Work task
Your response must be the entire set of entries, reproduced word for word.

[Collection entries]
>>>

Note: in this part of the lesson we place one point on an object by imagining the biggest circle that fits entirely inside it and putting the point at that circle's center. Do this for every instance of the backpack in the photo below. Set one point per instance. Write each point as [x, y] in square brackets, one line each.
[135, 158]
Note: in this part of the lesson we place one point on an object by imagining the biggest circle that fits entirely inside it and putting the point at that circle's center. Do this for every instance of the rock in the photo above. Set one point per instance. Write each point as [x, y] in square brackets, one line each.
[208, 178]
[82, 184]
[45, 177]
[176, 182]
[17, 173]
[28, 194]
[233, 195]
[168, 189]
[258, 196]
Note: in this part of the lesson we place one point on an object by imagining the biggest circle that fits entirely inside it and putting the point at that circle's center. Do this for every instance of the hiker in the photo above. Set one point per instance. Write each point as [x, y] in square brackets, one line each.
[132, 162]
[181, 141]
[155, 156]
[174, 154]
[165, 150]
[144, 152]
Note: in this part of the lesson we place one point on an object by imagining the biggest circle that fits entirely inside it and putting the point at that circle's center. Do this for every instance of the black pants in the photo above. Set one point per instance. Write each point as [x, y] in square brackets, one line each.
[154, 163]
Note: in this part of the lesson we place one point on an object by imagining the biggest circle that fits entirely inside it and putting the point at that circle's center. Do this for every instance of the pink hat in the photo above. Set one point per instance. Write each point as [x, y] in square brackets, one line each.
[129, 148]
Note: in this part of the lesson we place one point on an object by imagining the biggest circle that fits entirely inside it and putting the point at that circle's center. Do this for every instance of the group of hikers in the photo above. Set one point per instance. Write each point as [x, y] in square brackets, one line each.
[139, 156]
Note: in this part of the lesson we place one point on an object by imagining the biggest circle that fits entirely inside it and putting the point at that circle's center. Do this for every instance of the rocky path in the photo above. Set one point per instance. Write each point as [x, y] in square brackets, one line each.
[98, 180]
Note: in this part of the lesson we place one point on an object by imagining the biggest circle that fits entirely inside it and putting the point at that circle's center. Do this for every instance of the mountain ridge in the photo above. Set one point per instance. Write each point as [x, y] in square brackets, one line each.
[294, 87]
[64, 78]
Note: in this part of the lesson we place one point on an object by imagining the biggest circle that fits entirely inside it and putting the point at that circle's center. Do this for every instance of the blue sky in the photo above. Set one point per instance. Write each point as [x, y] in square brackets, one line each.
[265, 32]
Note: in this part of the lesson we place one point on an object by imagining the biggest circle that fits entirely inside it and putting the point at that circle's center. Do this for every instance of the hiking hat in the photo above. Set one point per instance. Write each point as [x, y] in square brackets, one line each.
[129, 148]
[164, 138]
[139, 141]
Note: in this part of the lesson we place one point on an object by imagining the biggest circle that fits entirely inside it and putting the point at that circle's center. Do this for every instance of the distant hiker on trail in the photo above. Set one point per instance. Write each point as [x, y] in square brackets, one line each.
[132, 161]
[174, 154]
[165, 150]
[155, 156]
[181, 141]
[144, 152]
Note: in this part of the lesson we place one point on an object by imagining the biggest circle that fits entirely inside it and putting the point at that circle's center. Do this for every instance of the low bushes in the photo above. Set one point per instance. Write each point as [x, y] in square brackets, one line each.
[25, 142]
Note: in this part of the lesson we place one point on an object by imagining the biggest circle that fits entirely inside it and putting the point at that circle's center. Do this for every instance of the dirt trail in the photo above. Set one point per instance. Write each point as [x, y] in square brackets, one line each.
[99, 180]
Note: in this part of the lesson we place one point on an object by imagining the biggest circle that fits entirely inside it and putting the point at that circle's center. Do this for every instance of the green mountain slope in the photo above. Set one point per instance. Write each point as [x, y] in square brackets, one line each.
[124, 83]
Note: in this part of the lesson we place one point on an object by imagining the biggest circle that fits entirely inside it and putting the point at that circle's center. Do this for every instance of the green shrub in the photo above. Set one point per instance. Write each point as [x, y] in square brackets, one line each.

<<<

Answer to the problem
Note: in this part of the lesson we place one point on an object by imagining the biggest circle that fits entirely inside it and putting the point at that circle's center. Do this for every instance of the backpack in the photo below. Set one point per instance. Write each point as [x, y] in square brackets, one line each.
[135, 158]
Note: in this part of the lesson we place one point on an object by imagining the biggest circle that fits entirely inside it and putting the point at that circle's center. Do this for every instance of the rock in the photo above. Set one point per instance. Write each point as [x, y] in square brackets, one line each.
[208, 178]
[82, 184]
[45, 177]
[176, 182]
[17, 173]
[28, 194]
[233, 195]
[168, 189]
[258, 196]
Note: in this part of the lesson we place one point on an object by imagining the biggest circle that fits entirely inside it and putting the point at that circle's center. Do this for every instance of the hiker in the photo above. Set one point per instance. Write each point as [x, y] in square brackets, one line each.
[132, 162]
[181, 141]
[155, 156]
[174, 154]
[165, 150]
[144, 152]
Note: in this part of the lesson we place one point on an object by imagining the biggest circle that fits entirely inside it and putting the point at that circle's center. Do this for every instance of the black pants in the photo above. Set one point per instance. Write each point as [x, y] in square brackets, one line each.
[154, 163]
Note: in this part of the lesson we place one point on an object by imagining the biggest circle that fits entirely inside it and putting the point at that circle's center. Do this for every instance of the pink hat in the photo above. Set one point per instance. Write each point as [x, y] in square brackets, one line each.
[129, 148]
Note: in this part of the lesson we place one point on an object by imagining the biggest circle that fits entirely inside it and putting the point at that circle's center. Do this for every instance of the group of hikers in the photo above. Set one point per instance. Write each point as [x, y] in square brackets, one line each.
[139, 156]
Note: in this part of the lesson we place one point on an object by imagining the biggest circle that fits entirely inside it and putting the point at that circle's center. Do this for every instance of the rocky path in the photo above. Set one point per instance. Write each point as [x, y] in square brackets, one line each.
[98, 180]
Note: in this part of the lesson we place one point on an object by imagining the biggest circle that fits entirely inside it and putting the point at that circle's center. Do this for every instance of the mountain ridge in the photo above. Set one point per instance. Write each point as [x, y] in square brackets, one line each.
[294, 87]
[64, 78]
Note: in this part of the lesson we place one point on an object by imagining the biggest circle that fits entirely inside it and putting the point at that circle's center. Do this for every instance of the blue sky in the photo above. Set one point per instance. Write each point as [x, y] in square brackets, one line each.
[265, 32]
Note: in this part of the lesson we place one point on an object by imagining the biggest circle that fits entirely inside it and putting the point at that circle's center. Do this for every instance of the hiking hat in the photo above. Set one point per instance. Write each point as [x, y] in square brackets, one line each.
[129, 148]
[164, 138]
[139, 141]
Note: in this part of the lesson we place one point on an object by imagining the biggest circle that fits entirely inside it and putting the point at that circle's center. Do this for every instance of the distant hiker on trail in the photo above. Set one point per instance. Write each point as [x, y] in square brackets, one line each.
[132, 161]
[174, 154]
[165, 150]
[155, 156]
[181, 141]
[144, 152]
Note: in this part of the lesson we place one point on an object by imagining the biggest circle that fits entirely inside it and putting the point at that circle's center. Do this for every instance of the low bushes in the photo above. Set one point per instance. Write each point as [x, y] in square brackets, one line each.
[25, 142]
Note: in this part of the lesson we place one point on an object by imagining the biggest circle that fits entirely inside it and putting the point at that circle's center. Do this for every instance of the dirt trail in the photo above. Set one point per instance. Write each point as [x, y] in square brackets, one line each.
[99, 180]
Note: in this part of the lesson we place one point on an object by imagining the biggest circle that fits entirely inside it and putting the point at that circle's center. Do this for every instance of the green mountain slope in the photo above. Set one point per instance. Write each point as [x, y] in square brackets, one line each.
[124, 83]
Note: in this part of the lesson we place one point on an object by imagining the biggest circle that fits entirely inside it and putting the point at that circle's center. Do this for every instance of the green shrub in the photo above. Set one point per instance. Write each point as [x, y] in square brackets, one line each.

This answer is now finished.